▶ [TASK TO COMPLETE] Could you set down exactly the lines of the data below, starting at the one that holds "# a single point is shaped like point(508, 223)" and ending at the one that holds "# a single point is shaped like point(713, 558)", both included, and only those?

▶ [RECORDS TO USE]
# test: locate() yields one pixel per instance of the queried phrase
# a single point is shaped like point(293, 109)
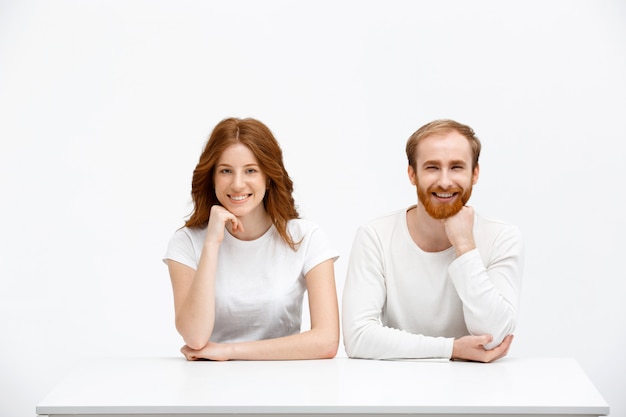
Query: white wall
point(105, 106)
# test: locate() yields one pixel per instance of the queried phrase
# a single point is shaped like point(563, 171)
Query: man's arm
point(488, 282)
point(364, 297)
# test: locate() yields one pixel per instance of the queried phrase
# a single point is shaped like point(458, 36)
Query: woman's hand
point(471, 348)
point(218, 220)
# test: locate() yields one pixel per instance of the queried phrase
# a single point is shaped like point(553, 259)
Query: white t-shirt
point(260, 284)
point(402, 302)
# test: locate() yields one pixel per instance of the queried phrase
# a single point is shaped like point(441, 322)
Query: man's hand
point(460, 230)
point(471, 348)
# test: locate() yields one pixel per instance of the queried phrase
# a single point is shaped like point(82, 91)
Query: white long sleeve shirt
point(402, 302)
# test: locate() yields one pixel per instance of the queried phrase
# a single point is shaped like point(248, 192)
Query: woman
point(240, 266)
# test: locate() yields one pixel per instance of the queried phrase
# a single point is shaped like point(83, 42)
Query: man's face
point(443, 174)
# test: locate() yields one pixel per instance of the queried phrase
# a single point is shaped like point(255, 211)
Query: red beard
point(439, 210)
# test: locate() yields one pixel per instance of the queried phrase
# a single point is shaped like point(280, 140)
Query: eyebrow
point(230, 166)
point(437, 162)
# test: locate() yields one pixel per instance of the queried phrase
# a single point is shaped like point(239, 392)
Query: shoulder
point(385, 223)
point(190, 233)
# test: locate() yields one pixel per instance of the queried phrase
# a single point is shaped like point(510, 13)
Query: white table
point(341, 386)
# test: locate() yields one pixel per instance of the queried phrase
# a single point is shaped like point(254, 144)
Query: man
point(435, 280)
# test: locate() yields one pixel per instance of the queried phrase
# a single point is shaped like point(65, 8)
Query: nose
point(445, 179)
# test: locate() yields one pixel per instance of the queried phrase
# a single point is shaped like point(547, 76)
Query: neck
point(428, 234)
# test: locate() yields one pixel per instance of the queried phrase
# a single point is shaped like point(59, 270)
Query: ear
point(411, 173)
point(475, 174)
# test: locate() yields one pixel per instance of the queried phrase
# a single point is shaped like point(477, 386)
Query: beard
point(438, 210)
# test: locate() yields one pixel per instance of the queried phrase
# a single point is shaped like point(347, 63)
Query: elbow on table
point(327, 347)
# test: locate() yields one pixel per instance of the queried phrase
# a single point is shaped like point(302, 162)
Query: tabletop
point(174, 386)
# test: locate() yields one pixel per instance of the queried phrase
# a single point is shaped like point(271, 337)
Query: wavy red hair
point(278, 200)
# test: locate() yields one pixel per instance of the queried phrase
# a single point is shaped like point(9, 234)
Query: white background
point(105, 106)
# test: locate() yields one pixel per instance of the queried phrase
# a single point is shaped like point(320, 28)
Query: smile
point(239, 197)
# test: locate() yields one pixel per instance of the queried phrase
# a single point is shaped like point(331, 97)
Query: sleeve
point(317, 249)
point(181, 249)
point(363, 301)
point(490, 288)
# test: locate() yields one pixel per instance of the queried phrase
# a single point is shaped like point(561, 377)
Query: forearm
point(195, 317)
point(311, 344)
point(375, 341)
point(490, 298)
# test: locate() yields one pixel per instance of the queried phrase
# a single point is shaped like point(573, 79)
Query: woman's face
point(240, 185)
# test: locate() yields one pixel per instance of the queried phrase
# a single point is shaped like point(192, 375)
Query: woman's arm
point(320, 342)
point(194, 291)
point(194, 297)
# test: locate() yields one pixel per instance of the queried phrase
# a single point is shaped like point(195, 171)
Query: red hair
point(278, 200)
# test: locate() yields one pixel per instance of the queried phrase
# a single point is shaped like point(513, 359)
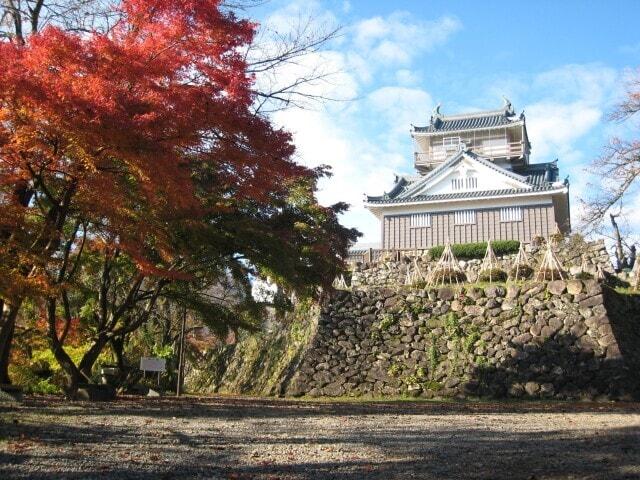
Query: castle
point(474, 183)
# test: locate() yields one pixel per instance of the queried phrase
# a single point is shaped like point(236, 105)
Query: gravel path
point(240, 438)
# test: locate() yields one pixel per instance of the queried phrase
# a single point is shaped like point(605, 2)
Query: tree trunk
point(117, 345)
point(89, 358)
point(7, 328)
point(618, 238)
point(74, 376)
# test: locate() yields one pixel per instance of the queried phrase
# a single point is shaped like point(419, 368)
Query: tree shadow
point(382, 451)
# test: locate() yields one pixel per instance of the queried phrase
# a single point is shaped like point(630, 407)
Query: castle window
point(472, 182)
point(420, 220)
point(465, 217)
point(511, 214)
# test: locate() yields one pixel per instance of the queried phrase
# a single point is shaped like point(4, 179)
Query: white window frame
point(420, 220)
point(471, 182)
point(450, 143)
point(464, 217)
point(511, 214)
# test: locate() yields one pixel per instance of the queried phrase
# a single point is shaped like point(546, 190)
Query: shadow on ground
point(202, 443)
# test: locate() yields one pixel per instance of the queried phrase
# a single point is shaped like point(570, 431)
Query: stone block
point(591, 301)
point(557, 287)
point(574, 287)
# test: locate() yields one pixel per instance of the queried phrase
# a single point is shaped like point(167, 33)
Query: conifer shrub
point(584, 276)
point(492, 275)
point(524, 272)
point(448, 275)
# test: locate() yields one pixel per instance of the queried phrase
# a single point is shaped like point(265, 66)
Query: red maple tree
point(121, 132)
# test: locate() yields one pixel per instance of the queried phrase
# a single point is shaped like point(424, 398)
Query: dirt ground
point(242, 438)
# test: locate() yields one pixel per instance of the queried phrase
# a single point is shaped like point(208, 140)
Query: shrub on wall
point(477, 250)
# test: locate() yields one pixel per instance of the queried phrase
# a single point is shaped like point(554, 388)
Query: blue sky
point(562, 62)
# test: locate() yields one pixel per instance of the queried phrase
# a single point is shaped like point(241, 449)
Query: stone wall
point(565, 340)
point(570, 254)
point(258, 363)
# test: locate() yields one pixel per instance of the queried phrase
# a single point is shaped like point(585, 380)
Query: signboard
point(153, 364)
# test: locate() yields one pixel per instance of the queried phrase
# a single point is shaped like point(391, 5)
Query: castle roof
point(538, 177)
point(440, 123)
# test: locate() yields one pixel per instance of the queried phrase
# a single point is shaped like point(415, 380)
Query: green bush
point(524, 272)
point(493, 275)
point(445, 275)
point(477, 250)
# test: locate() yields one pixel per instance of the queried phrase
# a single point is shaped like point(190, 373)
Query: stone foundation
point(570, 254)
point(564, 340)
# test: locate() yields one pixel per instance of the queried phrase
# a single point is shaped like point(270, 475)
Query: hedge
point(477, 250)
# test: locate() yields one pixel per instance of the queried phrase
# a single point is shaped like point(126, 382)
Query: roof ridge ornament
point(508, 108)
point(436, 116)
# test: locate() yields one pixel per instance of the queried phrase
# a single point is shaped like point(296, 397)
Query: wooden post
point(181, 357)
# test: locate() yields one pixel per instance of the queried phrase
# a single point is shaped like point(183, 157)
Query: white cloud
point(400, 106)
point(570, 102)
point(398, 38)
point(554, 128)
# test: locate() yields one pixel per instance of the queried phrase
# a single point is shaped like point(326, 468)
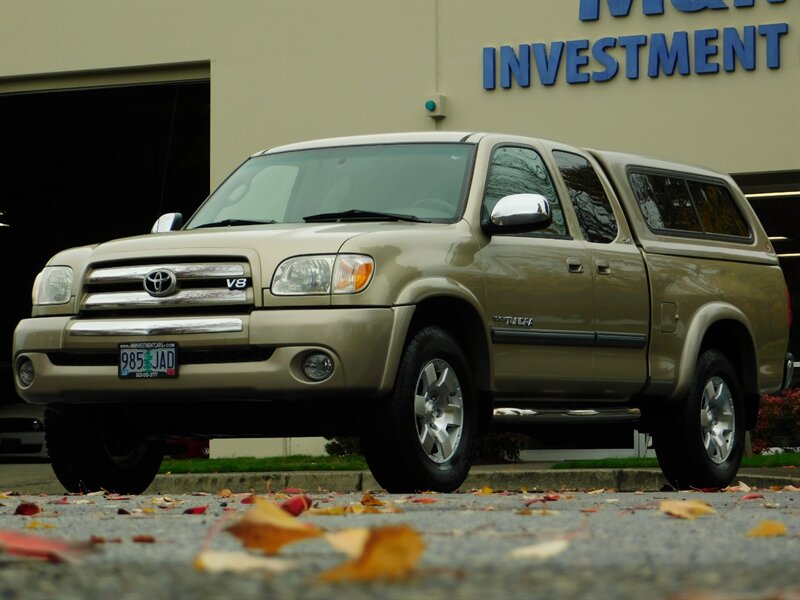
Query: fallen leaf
point(40, 547)
point(39, 525)
point(268, 528)
point(350, 541)
point(239, 562)
point(196, 510)
point(424, 500)
point(686, 509)
point(370, 500)
point(390, 553)
point(144, 539)
point(542, 550)
point(296, 505)
point(742, 487)
point(27, 509)
point(331, 511)
point(768, 529)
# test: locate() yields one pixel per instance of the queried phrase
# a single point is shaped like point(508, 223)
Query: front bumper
point(364, 343)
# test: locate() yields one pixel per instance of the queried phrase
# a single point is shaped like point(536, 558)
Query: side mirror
point(518, 213)
point(168, 222)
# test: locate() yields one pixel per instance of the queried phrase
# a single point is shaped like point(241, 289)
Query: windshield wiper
point(361, 215)
point(233, 222)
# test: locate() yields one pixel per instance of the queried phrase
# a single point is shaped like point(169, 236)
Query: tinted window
point(716, 209)
point(522, 171)
point(665, 202)
point(592, 206)
point(684, 205)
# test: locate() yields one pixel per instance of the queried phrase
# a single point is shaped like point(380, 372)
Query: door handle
point(574, 265)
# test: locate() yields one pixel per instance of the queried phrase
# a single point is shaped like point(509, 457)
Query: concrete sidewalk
point(38, 478)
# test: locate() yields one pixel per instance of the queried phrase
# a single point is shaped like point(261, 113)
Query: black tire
point(699, 441)
point(87, 457)
point(430, 446)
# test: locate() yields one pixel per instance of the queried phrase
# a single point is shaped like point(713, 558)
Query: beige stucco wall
point(288, 70)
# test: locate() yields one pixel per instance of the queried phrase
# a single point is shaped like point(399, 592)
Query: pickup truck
point(403, 288)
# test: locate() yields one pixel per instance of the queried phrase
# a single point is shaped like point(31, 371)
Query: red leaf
point(37, 546)
point(196, 510)
point(296, 505)
point(144, 539)
point(27, 509)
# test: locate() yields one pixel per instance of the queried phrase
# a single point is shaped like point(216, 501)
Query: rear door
point(620, 291)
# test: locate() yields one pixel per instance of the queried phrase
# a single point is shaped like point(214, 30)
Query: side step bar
point(522, 416)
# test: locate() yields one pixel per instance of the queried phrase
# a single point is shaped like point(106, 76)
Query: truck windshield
point(412, 182)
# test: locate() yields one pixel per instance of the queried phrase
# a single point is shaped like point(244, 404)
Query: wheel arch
point(458, 312)
point(725, 328)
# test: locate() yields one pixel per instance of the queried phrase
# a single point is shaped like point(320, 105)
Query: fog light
point(25, 371)
point(317, 366)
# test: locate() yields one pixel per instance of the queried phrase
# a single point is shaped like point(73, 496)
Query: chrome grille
point(116, 288)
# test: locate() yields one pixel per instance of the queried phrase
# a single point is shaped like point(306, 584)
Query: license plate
point(148, 360)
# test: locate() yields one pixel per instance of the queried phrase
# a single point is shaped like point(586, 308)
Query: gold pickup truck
point(403, 288)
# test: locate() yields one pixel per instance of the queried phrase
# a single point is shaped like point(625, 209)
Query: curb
point(621, 480)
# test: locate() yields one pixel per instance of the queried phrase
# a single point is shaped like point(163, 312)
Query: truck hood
point(264, 245)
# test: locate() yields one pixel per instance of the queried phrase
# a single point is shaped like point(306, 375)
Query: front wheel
point(423, 437)
point(89, 455)
point(699, 443)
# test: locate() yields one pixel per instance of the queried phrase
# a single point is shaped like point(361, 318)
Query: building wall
point(283, 71)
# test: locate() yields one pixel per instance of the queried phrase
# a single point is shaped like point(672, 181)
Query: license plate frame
point(147, 360)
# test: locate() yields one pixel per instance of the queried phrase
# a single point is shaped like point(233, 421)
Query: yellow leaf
point(335, 511)
point(370, 500)
point(768, 529)
point(390, 552)
point(686, 509)
point(239, 562)
point(542, 550)
point(267, 527)
point(350, 541)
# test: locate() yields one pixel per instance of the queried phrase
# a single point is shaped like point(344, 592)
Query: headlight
point(323, 274)
point(53, 286)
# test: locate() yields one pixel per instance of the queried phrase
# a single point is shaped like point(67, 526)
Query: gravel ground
point(618, 545)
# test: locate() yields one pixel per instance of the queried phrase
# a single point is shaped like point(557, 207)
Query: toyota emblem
point(160, 282)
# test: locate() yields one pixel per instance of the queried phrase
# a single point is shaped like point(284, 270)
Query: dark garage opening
point(85, 166)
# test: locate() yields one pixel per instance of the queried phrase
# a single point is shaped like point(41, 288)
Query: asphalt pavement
point(38, 478)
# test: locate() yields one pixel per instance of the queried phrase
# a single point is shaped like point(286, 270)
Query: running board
point(522, 416)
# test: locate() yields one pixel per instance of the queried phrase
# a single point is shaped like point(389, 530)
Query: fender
point(410, 297)
point(702, 320)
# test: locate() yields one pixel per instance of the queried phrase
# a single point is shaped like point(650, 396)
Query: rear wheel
point(699, 443)
point(423, 437)
point(87, 455)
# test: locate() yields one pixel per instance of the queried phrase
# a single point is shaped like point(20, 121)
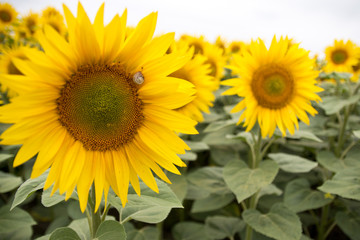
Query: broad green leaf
point(334, 164)
point(292, 163)
point(219, 137)
point(349, 224)
point(212, 202)
point(110, 230)
point(178, 185)
point(301, 134)
point(300, 197)
point(216, 126)
point(81, 227)
point(189, 231)
point(345, 183)
point(150, 207)
point(210, 179)
point(8, 182)
point(269, 190)
point(146, 233)
point(188, 156)
point(14, 220)
point(5, 156)
point(280, 223)
point(224, 154)
point(29, 187)
point(244, 181)
point(243, 136)
point(220, 227)
point(49, 201)
point(64, 233)
point(197, 146)
point(333, 104)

▶ [SOLVED EXERCISE]
# a single point is shaped like point(508, 223)
Query: front bumper
point(364, 343)
# test: locate() yields one pixel per instance of the queried phrase
# a single point is shaped like point(536, 558)
Query: side mirror
point(518, 213)
point(168, 222)
# test: locate() yields one pixel per instance of the queried phrase
# a single point is shaped like point(241, 289)
Query: windshield wiper
point(361, 215)
point(233, 222)
# test: locate() yields one pixel per instance of the queried phrase
# a single point is shaped like point(169, 236)
Query: tinted window
point(716, 209)
point(522, 171)
point(665, 202)
point(592, 206)
point(684, 205)
# test: locate() yields one pixel per instance of the queried phrase
# a single point is shaped like point(380, 372)
Query: door handle
point(574, 265)
# test: locate() yields one pixel per instance of the queried phrase
# a single point is shaped like point(509, 457)
Query: concrete sidewalk
point(38, 478)
# test: locate() yields one pixel per instance of the queried phrase
# a single point is shaped like point(261, 113)
Query: black tire
point(699, 441)
point(87, 457)
point(430, 446)
# test: locate() yields one pixel per instance of the queried phrase
# a single point is shaped like point(713, 558)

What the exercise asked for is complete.